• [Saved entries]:
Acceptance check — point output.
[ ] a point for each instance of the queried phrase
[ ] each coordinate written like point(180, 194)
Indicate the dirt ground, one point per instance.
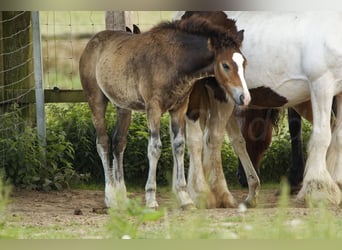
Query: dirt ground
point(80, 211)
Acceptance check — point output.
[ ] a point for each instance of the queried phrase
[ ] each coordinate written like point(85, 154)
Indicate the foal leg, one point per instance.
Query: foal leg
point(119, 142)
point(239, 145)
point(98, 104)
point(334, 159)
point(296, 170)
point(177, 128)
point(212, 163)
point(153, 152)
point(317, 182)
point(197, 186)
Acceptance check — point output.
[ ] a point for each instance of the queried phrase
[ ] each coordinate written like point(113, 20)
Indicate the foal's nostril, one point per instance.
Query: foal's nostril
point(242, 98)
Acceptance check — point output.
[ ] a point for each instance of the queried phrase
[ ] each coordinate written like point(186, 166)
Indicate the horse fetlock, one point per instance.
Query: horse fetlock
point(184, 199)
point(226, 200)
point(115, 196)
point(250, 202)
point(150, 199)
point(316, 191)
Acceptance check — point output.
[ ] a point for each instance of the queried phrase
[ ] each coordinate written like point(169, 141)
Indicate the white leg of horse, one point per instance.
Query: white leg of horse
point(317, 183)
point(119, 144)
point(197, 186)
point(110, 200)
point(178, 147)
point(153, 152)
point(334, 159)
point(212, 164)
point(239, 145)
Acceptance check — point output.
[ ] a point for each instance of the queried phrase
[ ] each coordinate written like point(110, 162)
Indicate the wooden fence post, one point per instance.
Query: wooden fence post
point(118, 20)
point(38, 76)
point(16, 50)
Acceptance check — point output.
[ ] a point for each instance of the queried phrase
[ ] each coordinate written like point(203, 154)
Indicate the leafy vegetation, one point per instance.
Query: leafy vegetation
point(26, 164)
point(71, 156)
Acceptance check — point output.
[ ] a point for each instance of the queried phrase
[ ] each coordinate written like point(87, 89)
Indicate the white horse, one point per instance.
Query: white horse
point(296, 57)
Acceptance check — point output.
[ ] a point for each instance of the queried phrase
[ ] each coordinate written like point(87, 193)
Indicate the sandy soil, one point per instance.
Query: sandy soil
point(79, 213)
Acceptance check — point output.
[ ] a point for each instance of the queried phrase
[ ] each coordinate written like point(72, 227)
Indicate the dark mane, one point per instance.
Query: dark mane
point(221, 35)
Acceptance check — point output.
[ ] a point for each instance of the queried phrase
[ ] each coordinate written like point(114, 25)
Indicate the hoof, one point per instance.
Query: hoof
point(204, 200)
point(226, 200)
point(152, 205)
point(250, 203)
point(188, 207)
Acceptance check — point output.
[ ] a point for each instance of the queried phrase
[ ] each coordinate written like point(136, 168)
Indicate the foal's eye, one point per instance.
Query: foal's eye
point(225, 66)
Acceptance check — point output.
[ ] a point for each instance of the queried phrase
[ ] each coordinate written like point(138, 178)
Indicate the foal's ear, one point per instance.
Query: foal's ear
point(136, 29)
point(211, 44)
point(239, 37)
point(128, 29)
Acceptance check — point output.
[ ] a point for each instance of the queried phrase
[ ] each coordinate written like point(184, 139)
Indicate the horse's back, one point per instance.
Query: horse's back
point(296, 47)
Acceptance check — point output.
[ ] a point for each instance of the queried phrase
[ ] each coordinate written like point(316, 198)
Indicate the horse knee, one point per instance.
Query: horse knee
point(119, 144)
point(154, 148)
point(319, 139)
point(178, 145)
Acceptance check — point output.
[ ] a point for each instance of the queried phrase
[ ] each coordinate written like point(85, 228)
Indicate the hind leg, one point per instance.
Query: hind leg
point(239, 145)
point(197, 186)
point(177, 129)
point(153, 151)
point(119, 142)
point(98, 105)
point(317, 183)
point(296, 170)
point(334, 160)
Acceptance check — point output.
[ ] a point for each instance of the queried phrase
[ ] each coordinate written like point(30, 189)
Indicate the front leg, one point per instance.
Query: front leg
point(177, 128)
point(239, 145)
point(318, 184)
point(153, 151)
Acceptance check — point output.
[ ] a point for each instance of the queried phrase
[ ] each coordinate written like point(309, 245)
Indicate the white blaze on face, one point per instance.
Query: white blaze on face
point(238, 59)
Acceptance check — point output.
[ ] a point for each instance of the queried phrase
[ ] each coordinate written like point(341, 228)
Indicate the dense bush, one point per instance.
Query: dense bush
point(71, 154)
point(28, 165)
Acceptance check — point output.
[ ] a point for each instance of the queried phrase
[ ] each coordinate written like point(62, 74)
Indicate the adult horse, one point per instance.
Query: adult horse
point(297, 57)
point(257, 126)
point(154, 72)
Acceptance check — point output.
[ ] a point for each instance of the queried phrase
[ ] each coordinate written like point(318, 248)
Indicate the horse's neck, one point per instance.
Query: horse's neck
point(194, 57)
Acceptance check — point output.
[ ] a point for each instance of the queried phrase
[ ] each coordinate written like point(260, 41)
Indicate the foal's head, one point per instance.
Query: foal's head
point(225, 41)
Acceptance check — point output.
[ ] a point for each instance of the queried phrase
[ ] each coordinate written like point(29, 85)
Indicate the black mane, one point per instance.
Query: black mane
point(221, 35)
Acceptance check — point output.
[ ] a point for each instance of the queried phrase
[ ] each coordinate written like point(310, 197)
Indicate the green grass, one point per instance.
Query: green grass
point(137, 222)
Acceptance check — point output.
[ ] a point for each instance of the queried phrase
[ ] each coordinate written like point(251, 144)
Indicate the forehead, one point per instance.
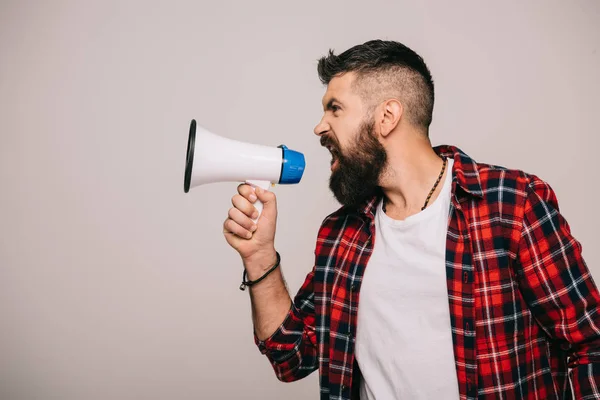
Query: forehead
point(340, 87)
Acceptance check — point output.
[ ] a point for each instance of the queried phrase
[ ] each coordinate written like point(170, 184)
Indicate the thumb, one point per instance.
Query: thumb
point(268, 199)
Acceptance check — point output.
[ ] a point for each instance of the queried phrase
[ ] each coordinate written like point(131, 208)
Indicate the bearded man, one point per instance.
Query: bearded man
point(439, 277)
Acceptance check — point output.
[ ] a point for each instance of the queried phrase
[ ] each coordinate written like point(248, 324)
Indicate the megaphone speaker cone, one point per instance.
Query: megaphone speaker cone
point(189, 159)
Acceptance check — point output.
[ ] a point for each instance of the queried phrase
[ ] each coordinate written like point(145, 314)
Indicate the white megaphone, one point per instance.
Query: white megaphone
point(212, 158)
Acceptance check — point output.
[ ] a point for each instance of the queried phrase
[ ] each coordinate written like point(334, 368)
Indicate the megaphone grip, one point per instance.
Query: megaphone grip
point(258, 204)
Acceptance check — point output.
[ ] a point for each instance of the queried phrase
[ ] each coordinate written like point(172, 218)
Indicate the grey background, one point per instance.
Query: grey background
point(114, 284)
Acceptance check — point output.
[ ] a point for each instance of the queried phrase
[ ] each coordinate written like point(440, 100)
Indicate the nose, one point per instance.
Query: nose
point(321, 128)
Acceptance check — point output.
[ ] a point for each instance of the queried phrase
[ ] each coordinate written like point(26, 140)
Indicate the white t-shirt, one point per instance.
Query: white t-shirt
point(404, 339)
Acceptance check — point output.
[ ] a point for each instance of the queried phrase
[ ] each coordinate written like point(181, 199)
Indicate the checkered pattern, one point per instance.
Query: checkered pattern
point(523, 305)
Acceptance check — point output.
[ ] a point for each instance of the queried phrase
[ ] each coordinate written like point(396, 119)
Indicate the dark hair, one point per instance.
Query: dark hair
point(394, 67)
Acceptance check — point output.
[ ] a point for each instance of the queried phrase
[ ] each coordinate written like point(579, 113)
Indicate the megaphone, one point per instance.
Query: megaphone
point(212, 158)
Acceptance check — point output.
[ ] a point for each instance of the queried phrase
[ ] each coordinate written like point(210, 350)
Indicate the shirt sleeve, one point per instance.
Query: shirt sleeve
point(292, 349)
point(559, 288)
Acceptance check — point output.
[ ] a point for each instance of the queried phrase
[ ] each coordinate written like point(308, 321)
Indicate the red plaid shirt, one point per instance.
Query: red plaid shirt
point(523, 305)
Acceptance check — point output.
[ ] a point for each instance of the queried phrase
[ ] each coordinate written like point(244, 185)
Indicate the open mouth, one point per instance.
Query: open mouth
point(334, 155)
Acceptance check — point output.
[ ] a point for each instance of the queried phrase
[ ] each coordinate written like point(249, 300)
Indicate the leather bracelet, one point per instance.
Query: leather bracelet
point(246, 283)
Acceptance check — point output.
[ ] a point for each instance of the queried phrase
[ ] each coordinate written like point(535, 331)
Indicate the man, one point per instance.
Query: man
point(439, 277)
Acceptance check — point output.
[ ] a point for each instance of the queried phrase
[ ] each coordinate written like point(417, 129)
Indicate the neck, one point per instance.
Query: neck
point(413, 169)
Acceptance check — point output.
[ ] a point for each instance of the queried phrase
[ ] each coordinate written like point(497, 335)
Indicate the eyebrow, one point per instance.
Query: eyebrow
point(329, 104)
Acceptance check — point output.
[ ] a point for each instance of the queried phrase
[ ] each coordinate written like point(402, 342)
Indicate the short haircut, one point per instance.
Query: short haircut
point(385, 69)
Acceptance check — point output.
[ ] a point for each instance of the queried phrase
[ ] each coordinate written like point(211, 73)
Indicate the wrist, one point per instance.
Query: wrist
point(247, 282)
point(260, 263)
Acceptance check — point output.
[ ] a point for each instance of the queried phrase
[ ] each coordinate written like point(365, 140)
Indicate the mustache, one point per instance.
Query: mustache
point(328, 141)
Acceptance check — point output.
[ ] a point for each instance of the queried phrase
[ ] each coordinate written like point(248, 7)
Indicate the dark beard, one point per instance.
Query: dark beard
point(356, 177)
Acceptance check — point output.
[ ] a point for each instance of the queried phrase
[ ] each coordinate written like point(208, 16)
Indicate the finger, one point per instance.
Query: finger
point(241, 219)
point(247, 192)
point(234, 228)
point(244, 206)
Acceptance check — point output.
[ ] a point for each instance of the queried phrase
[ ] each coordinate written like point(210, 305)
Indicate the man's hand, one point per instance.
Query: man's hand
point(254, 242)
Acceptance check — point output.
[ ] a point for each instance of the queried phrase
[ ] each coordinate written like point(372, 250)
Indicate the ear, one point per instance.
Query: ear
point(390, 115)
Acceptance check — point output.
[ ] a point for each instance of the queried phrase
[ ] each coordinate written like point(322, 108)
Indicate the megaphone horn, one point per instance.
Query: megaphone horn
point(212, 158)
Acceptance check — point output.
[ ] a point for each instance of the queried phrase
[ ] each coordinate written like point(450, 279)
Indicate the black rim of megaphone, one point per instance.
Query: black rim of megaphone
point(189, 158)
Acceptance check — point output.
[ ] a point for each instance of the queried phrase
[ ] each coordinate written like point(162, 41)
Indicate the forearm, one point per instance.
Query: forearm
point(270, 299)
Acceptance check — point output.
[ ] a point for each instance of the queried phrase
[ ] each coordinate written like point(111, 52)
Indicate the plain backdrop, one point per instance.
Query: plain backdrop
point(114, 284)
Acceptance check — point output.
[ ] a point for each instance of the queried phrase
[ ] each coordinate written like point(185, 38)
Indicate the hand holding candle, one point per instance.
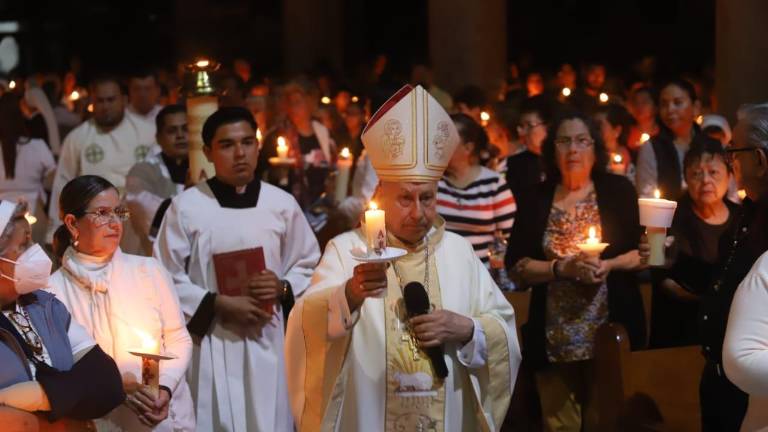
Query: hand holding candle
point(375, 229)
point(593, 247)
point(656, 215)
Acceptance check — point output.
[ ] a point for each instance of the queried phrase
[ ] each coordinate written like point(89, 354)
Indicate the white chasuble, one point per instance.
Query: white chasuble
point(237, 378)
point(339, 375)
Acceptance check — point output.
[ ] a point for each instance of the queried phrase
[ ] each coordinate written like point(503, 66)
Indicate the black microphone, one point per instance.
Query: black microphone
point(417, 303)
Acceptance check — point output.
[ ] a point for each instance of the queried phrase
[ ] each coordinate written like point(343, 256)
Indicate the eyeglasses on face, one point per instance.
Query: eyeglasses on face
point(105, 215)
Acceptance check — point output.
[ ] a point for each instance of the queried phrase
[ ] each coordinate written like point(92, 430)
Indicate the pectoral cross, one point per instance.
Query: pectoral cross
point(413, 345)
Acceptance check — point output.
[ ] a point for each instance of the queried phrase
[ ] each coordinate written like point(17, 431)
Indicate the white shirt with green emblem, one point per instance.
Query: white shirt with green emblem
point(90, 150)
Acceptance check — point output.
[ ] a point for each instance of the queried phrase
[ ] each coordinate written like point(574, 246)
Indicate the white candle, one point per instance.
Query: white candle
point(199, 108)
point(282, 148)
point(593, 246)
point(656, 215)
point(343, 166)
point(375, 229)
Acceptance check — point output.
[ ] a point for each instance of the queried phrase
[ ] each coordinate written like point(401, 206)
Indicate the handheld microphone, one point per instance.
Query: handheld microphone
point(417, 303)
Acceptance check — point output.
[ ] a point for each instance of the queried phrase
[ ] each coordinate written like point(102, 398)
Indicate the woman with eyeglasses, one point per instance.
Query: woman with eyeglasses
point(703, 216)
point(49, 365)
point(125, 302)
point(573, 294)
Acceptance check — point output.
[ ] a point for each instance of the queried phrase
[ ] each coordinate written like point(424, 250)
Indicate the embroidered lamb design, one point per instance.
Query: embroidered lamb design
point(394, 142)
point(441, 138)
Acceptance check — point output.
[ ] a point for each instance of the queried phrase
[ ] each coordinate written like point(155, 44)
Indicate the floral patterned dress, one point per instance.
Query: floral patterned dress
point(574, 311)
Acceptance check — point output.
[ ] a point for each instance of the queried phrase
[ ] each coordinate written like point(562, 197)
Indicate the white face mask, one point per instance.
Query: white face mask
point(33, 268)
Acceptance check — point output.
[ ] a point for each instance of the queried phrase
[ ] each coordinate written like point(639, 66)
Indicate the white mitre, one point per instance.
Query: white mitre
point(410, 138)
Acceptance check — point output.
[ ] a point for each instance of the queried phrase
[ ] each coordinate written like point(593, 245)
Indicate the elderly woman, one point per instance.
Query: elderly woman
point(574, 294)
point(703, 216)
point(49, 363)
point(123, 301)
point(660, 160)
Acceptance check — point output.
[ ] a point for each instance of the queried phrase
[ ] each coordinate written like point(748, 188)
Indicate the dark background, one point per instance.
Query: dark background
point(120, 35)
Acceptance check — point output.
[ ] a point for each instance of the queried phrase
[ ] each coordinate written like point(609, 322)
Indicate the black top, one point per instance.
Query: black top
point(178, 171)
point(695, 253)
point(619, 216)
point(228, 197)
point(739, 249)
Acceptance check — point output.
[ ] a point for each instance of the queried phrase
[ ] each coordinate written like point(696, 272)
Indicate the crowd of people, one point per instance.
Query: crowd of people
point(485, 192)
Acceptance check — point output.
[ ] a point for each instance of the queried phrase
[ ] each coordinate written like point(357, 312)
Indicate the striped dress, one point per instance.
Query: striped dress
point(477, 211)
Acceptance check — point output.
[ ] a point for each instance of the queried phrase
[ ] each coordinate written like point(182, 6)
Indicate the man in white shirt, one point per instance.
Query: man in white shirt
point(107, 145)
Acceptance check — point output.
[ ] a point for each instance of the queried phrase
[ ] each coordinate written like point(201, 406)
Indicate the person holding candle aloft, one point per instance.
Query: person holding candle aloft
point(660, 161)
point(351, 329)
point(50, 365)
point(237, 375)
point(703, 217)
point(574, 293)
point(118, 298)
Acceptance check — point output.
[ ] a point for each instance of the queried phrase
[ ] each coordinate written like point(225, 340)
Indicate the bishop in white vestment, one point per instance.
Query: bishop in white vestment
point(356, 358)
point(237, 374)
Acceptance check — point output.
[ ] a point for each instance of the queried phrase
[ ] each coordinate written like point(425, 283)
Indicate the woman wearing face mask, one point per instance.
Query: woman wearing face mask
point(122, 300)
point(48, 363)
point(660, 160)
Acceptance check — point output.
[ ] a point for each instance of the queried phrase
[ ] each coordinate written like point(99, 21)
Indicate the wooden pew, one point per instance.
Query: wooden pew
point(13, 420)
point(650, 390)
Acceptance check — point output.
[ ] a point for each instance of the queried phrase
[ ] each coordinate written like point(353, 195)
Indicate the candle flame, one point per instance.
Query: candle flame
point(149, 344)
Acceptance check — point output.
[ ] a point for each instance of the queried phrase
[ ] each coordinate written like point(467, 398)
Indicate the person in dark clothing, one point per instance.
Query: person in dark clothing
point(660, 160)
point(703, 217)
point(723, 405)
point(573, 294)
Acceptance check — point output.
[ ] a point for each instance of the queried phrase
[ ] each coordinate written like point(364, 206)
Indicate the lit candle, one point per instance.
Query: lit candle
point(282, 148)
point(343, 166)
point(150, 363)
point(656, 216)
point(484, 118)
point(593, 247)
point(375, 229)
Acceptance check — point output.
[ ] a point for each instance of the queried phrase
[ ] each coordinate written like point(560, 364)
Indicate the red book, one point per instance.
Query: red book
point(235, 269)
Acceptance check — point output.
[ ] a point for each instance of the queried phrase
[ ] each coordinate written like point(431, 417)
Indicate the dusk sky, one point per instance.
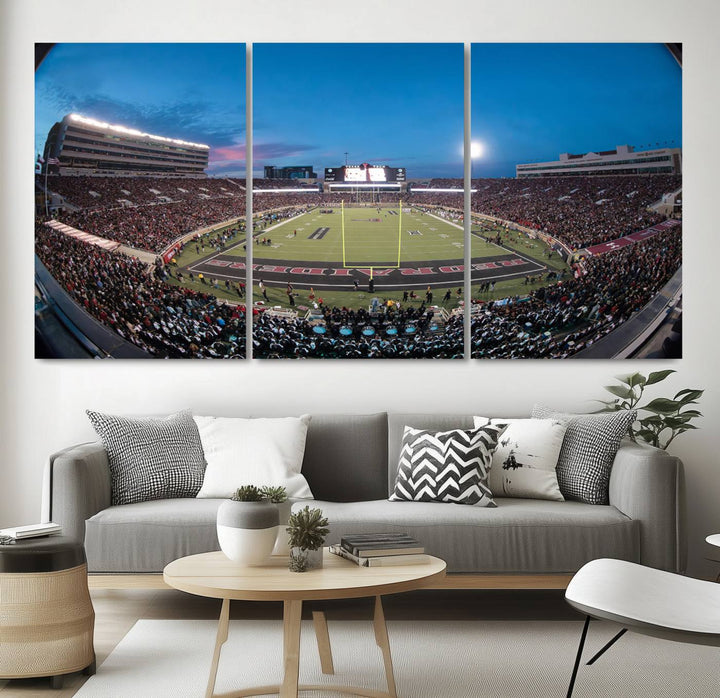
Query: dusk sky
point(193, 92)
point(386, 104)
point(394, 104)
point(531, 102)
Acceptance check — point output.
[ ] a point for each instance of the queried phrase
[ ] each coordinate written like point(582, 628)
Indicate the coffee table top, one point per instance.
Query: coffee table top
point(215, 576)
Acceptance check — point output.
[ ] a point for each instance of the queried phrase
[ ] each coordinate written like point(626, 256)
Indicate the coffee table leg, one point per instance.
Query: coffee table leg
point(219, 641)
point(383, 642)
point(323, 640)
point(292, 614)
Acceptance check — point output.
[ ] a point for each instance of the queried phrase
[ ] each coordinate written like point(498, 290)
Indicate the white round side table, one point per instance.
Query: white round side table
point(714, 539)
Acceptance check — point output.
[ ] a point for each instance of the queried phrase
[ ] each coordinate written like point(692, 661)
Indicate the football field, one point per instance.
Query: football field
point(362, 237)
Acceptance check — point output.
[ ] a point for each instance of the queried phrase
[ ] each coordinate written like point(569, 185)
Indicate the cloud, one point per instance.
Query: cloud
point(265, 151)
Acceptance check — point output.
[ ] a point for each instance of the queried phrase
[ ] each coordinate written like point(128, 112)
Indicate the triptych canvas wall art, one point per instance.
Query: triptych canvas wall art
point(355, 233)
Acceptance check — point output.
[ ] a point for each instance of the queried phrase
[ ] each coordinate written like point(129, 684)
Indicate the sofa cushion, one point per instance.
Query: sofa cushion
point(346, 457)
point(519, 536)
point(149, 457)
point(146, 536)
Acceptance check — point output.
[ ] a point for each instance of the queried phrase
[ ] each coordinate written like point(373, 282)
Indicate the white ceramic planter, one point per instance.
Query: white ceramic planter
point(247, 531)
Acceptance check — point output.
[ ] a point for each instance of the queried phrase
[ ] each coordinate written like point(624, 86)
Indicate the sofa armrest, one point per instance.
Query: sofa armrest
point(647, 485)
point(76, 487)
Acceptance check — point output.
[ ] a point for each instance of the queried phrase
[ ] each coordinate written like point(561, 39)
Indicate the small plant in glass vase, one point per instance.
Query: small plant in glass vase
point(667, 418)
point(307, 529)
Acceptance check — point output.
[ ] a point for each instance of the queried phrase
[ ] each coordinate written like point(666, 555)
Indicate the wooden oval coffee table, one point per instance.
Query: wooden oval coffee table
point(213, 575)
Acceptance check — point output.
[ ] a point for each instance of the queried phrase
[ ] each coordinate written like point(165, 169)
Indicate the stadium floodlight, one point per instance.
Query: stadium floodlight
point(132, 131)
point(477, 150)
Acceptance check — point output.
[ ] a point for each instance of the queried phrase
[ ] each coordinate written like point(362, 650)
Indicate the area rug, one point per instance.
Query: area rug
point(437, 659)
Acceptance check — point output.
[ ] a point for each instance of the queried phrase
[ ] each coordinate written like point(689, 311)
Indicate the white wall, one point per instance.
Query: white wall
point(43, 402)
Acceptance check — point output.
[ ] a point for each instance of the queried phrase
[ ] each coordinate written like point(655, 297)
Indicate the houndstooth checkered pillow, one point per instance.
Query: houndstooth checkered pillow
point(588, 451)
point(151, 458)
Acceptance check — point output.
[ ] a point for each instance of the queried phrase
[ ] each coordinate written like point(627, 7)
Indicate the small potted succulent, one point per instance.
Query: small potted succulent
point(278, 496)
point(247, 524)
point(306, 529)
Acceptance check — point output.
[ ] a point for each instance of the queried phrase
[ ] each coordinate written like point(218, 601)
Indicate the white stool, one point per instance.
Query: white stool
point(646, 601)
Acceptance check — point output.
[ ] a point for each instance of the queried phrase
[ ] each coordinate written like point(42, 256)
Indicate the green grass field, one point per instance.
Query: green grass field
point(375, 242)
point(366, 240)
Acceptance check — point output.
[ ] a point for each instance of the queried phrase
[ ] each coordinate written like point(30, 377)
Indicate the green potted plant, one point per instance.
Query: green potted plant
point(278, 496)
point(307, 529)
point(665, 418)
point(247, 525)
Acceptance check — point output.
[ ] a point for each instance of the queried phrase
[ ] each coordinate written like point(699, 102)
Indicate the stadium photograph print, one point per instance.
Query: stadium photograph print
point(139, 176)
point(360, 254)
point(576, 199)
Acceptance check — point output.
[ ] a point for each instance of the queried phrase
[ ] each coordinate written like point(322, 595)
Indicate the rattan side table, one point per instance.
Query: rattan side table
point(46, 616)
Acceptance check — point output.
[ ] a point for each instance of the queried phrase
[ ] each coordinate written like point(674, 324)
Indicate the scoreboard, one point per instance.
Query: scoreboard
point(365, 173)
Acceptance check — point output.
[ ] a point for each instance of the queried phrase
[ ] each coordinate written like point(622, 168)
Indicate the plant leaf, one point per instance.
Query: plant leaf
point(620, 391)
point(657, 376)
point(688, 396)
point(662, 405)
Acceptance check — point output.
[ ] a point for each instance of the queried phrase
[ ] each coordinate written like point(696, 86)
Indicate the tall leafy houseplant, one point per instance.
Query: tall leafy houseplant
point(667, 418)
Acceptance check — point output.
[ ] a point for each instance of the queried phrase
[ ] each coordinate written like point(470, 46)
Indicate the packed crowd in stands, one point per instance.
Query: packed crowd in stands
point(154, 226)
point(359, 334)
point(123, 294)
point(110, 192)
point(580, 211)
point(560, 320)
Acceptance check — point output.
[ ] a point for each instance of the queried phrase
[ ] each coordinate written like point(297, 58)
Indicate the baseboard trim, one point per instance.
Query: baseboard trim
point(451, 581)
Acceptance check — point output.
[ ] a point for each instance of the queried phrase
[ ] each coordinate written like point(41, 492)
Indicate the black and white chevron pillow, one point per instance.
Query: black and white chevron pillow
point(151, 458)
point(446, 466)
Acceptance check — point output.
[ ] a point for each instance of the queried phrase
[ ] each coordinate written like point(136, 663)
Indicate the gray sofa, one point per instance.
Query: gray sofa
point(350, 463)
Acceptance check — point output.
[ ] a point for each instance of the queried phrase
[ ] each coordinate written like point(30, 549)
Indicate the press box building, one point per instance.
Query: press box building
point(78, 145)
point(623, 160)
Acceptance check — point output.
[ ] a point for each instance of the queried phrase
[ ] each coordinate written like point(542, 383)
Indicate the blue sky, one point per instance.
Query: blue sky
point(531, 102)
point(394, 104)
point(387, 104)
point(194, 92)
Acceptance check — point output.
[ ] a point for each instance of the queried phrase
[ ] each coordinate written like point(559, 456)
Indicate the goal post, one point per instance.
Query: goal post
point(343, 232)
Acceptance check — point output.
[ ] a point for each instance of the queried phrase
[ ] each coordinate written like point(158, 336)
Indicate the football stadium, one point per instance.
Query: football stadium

• [What you have to do]: Out of the records above, please copy exactly the lines from the line with "Indicate the green grass, one" up to and including the line with "[ ] each coordinate written like point(170, 184)", minus the pictures.

• [Response below]:
Indicate the green grass, one point per instance.
Query: green grass
point(137, 222)
Acceptance check — point output.
[ ] a point for each instance of the queried phrase
[ ] each coordinate written like point(251, 144)
Indicate the forehead, one point per instance.
Query: forehead
point(340, 87)
Acceptance check — point output.
[ ] a point for each instance of the queried phrase
[ ] each coordinate written like point(170, 184)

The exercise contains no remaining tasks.